### About this task
Copy out exactly every line from the line containing "Phrase: green tree" until the records below end, inclusive of both boundary lines.

---

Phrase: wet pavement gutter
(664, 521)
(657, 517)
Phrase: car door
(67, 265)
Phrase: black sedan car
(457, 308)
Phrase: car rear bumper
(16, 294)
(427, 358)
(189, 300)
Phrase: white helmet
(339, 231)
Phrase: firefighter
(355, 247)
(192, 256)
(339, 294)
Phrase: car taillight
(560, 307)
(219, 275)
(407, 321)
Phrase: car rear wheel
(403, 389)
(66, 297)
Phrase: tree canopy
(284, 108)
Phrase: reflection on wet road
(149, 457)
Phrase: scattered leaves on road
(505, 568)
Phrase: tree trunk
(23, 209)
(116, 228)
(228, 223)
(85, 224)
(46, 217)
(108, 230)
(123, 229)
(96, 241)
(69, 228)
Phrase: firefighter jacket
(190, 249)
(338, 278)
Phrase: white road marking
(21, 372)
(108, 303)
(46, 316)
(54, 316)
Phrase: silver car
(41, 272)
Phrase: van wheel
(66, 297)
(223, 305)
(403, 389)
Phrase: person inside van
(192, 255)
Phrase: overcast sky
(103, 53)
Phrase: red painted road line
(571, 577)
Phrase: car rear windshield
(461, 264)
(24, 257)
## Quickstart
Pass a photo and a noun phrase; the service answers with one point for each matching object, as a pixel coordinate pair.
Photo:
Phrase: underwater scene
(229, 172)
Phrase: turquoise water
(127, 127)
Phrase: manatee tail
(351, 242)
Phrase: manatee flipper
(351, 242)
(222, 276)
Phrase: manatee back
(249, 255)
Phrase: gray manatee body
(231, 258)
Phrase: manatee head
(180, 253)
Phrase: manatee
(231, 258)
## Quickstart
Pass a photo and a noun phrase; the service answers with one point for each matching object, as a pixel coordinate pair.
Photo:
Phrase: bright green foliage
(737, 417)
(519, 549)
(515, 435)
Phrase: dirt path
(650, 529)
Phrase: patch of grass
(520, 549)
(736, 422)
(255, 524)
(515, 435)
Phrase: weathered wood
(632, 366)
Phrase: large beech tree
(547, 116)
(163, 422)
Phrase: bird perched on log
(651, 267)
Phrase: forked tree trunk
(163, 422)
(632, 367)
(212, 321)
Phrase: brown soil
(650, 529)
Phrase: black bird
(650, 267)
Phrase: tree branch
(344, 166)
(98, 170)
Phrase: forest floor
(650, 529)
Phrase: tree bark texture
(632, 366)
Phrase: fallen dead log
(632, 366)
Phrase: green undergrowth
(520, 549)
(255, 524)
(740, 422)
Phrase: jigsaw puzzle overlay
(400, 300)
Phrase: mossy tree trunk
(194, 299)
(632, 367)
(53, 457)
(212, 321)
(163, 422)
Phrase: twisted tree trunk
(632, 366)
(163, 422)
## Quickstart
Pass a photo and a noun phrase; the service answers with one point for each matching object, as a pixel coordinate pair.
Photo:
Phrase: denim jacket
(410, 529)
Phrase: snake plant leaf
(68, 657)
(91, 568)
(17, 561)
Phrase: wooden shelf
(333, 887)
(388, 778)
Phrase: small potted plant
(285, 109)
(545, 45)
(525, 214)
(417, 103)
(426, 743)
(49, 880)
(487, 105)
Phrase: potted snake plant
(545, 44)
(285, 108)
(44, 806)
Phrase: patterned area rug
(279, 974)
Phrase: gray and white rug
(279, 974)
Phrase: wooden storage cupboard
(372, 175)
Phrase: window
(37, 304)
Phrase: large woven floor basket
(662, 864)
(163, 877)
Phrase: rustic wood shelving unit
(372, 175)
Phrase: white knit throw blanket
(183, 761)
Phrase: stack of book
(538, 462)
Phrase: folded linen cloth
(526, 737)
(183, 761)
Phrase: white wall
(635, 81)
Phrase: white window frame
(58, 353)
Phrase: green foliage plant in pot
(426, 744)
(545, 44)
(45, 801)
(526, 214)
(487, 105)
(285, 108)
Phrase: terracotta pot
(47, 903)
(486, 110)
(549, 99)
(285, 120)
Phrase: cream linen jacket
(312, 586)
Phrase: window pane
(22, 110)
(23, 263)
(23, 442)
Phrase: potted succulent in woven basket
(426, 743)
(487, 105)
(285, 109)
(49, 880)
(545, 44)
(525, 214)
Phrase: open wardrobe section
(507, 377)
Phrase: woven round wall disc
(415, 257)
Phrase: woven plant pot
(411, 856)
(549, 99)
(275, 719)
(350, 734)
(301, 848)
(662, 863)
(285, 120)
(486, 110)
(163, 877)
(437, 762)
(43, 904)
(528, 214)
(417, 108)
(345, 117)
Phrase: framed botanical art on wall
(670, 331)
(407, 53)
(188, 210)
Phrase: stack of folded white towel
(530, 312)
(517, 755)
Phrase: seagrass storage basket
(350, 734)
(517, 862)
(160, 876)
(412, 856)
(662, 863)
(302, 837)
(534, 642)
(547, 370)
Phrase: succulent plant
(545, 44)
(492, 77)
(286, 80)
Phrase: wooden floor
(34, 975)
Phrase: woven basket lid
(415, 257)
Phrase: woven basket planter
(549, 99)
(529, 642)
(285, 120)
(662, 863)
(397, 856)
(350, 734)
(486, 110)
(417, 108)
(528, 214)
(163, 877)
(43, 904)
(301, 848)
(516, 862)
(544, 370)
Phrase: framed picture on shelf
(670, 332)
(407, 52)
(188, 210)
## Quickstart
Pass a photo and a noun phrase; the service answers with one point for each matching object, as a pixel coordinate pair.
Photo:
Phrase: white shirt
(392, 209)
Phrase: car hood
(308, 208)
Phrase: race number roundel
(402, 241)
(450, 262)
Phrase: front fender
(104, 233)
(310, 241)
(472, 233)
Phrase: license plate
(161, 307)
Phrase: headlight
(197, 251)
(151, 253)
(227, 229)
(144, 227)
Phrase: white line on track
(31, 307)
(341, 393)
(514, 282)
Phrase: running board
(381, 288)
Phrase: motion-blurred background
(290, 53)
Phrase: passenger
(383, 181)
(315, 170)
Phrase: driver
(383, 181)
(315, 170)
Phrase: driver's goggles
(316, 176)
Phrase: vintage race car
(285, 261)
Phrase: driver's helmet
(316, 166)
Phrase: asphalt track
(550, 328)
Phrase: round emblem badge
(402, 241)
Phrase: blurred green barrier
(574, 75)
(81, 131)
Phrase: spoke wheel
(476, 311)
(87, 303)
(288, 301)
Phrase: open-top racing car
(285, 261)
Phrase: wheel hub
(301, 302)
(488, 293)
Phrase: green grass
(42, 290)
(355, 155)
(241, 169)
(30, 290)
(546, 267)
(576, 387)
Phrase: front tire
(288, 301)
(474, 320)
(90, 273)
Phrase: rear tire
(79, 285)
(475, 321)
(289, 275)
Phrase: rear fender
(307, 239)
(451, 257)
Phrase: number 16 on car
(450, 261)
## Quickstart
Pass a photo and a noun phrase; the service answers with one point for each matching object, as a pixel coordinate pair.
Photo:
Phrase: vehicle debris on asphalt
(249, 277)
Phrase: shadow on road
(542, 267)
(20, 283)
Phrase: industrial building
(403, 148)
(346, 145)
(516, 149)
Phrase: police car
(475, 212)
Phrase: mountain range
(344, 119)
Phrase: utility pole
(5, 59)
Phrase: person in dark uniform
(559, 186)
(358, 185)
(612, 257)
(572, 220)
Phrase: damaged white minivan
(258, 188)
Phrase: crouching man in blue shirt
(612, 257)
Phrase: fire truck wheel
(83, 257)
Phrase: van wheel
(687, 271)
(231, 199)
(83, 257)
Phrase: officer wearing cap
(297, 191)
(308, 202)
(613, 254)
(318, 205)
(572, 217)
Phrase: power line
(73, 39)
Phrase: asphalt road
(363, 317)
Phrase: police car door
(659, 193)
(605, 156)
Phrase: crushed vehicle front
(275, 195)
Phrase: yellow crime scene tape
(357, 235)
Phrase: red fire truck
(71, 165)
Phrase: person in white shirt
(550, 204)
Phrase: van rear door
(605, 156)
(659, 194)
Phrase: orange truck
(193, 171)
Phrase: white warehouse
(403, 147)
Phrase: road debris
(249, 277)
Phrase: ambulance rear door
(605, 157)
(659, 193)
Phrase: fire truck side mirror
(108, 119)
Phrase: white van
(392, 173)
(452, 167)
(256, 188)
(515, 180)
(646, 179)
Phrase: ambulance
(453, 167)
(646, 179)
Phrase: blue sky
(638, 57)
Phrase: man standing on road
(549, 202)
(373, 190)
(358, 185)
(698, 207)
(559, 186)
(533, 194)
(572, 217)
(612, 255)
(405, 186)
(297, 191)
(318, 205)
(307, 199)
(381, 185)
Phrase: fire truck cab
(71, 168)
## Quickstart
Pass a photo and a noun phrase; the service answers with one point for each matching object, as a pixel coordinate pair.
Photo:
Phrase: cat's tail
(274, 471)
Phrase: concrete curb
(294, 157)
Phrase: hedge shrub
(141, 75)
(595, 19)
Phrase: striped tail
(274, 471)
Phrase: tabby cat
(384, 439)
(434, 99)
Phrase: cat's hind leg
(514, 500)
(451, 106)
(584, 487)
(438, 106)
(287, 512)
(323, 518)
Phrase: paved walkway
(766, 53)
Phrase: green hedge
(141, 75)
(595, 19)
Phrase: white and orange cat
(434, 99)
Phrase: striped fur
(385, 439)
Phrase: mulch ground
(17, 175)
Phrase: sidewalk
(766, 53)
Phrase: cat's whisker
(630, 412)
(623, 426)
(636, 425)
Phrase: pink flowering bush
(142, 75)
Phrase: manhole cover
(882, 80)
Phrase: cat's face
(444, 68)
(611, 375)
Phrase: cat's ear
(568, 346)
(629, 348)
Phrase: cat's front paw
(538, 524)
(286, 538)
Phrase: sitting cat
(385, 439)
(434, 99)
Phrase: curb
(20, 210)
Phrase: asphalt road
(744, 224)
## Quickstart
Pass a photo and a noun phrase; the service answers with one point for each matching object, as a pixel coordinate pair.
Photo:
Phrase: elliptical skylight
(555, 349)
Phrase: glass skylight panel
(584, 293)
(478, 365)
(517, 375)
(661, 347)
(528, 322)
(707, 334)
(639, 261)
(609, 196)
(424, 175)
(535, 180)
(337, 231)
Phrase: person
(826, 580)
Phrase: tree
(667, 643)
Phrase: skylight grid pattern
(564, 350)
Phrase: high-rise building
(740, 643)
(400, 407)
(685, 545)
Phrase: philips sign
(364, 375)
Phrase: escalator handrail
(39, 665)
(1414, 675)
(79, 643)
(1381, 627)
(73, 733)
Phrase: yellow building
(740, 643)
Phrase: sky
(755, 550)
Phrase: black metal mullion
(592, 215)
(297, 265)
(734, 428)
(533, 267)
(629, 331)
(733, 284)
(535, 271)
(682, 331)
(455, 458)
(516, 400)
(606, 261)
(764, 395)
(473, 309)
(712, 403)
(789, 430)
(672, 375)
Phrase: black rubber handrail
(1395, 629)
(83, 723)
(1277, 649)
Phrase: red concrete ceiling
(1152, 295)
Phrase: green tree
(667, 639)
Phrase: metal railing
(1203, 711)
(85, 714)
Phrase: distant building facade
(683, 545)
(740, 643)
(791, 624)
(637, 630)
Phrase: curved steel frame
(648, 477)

---

### The answer
Phrase: green tree
(667, 639)
Phrase: metal railing
(1203, 711)
(85, 714)
Phrase: distant building facade
(683, 545)
(740, 643)
(791, 624)
(637, 630)
Phrase: curved steel frame
(648, 477)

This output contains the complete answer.